● **TO BE DONE**: Only the lines from the one containing "Where can the overcast" through the end of the material are to be echoed, each exactly as it appears.

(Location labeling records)
▶

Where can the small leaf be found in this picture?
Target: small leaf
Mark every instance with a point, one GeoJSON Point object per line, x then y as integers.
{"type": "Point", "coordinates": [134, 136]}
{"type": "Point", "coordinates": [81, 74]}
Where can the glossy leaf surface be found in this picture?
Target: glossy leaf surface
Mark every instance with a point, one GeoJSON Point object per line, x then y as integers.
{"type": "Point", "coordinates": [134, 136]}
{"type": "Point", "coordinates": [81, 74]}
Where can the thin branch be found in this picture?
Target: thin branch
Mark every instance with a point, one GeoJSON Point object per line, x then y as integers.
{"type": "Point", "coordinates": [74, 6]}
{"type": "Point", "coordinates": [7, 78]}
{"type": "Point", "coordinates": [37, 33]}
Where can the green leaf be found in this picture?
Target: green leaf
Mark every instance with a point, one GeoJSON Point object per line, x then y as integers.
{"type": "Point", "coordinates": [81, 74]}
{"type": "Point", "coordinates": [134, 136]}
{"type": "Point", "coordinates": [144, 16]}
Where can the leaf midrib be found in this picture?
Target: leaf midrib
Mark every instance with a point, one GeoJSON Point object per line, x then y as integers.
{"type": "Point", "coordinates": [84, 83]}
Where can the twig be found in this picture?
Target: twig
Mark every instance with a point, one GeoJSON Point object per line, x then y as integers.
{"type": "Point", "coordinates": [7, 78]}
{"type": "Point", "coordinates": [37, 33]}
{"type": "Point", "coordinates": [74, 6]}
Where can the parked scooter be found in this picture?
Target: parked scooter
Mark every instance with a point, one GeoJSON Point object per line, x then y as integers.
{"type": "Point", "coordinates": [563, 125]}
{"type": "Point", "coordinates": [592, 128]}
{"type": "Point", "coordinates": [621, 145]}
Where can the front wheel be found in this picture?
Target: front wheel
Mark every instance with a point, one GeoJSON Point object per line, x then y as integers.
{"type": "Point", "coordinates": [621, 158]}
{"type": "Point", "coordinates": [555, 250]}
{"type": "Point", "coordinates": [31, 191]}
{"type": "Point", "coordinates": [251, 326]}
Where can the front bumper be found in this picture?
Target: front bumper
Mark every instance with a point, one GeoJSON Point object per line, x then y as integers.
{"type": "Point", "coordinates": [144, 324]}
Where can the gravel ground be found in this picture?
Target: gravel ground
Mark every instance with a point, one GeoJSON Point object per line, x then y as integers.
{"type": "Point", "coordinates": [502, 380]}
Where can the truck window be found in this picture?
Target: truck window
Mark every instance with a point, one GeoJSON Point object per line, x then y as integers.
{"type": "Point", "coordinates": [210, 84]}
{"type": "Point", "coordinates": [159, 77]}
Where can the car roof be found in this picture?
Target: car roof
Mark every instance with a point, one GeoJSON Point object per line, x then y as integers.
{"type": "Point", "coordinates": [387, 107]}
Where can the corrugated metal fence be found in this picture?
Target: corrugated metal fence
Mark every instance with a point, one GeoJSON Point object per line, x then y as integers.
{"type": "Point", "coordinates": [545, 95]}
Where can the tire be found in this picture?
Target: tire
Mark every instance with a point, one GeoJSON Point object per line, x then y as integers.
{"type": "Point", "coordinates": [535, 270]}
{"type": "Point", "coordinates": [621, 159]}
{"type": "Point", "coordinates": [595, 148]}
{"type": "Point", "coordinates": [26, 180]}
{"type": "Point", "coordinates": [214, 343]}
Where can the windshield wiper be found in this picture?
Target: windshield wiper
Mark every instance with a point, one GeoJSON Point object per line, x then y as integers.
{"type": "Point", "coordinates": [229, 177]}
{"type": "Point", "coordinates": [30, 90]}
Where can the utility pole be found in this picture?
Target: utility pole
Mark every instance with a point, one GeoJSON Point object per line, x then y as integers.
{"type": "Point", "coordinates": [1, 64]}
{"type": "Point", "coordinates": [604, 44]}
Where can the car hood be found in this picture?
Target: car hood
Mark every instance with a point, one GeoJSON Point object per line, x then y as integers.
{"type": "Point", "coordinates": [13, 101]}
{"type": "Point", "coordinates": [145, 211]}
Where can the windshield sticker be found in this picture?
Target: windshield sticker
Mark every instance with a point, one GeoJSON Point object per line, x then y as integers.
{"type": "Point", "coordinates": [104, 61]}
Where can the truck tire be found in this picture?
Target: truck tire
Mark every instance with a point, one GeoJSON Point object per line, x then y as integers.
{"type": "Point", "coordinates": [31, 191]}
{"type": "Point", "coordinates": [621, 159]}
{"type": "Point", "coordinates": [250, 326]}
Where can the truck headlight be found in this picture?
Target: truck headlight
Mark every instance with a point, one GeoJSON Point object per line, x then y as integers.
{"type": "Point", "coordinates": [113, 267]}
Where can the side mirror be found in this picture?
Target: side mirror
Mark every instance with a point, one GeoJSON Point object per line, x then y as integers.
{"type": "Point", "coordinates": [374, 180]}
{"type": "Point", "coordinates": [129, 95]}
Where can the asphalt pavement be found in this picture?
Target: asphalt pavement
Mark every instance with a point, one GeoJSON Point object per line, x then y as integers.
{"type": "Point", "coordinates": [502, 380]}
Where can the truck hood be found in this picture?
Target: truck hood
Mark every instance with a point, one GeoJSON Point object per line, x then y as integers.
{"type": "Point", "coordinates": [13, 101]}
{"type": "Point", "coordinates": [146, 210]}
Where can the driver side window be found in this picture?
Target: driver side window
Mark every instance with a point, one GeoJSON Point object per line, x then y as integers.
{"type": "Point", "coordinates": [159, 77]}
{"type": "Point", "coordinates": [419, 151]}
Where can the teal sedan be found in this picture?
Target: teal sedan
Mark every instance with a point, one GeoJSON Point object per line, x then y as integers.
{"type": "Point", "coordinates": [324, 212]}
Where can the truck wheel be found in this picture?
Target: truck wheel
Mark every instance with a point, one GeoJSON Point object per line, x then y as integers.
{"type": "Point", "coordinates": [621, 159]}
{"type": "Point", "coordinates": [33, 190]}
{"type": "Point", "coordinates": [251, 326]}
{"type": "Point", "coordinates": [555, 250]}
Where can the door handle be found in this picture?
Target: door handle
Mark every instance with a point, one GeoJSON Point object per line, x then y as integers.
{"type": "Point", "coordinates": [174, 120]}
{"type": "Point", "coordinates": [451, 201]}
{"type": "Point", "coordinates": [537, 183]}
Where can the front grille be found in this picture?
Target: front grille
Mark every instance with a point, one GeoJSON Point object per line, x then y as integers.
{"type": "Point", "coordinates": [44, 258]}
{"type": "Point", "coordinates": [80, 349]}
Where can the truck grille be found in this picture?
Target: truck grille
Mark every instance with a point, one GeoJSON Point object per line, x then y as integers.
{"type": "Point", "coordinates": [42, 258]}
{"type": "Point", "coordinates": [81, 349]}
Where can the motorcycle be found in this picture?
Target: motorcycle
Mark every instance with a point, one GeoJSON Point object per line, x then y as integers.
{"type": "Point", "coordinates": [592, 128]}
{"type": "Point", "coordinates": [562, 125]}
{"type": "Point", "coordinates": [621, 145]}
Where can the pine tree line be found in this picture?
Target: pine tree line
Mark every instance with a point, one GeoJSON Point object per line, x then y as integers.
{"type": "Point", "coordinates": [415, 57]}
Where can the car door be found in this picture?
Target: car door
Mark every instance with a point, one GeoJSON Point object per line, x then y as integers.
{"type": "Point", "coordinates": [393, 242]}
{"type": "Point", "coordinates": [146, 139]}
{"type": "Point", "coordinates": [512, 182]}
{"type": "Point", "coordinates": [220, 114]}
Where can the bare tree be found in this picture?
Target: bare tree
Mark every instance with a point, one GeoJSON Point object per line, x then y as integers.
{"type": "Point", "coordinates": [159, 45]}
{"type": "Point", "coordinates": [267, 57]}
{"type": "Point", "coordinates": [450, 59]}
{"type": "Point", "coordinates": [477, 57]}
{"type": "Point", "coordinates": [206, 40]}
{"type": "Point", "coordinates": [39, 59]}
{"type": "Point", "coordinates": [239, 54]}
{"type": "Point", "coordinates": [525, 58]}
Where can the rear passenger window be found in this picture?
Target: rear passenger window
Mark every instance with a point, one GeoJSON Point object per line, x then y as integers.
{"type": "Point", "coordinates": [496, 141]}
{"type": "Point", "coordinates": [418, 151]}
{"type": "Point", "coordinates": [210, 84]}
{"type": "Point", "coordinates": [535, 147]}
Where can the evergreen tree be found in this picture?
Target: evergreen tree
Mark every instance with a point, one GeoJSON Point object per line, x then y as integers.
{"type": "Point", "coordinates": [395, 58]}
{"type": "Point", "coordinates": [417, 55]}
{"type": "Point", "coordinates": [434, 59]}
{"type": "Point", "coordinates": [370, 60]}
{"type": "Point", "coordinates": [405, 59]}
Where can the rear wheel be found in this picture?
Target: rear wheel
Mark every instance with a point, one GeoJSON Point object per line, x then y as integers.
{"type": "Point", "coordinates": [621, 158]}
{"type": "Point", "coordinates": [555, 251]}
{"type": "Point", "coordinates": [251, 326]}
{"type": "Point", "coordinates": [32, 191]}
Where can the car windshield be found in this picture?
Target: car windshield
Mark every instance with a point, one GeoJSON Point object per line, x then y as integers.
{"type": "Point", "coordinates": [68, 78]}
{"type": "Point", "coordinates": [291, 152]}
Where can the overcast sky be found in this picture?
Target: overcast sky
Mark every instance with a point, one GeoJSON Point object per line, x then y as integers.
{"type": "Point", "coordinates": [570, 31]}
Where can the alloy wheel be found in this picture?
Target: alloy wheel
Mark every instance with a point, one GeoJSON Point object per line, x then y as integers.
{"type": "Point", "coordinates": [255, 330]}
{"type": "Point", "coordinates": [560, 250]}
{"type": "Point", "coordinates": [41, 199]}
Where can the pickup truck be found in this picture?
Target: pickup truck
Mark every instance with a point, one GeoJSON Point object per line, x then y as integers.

◀

● **THE SOLUTION**:
Where can the overcast sky be found in this picture?
Target: overcast sky
Mark every instance with a point, one GeoJSON Point object per line, x then y as integers.
{"type": "Point", "coordinates": [570, 31]}
Where can the alloy wheel be found in this picture?
Target: alloy wheel
Mark every instance with a point, one GeoJSON Point object per line, x then y as integers.
{"type": "Point", "coordinates": [255, 330]}
{"type": "Point", "coordinates": [560, 250]}
{"type": "Point", "coordinates": [41, 199]}
Where can the pickup truck be found in this picture?
Target: pickup truck
Mark every instance with a point, one GeoJSON Point object per line, x then y as integers.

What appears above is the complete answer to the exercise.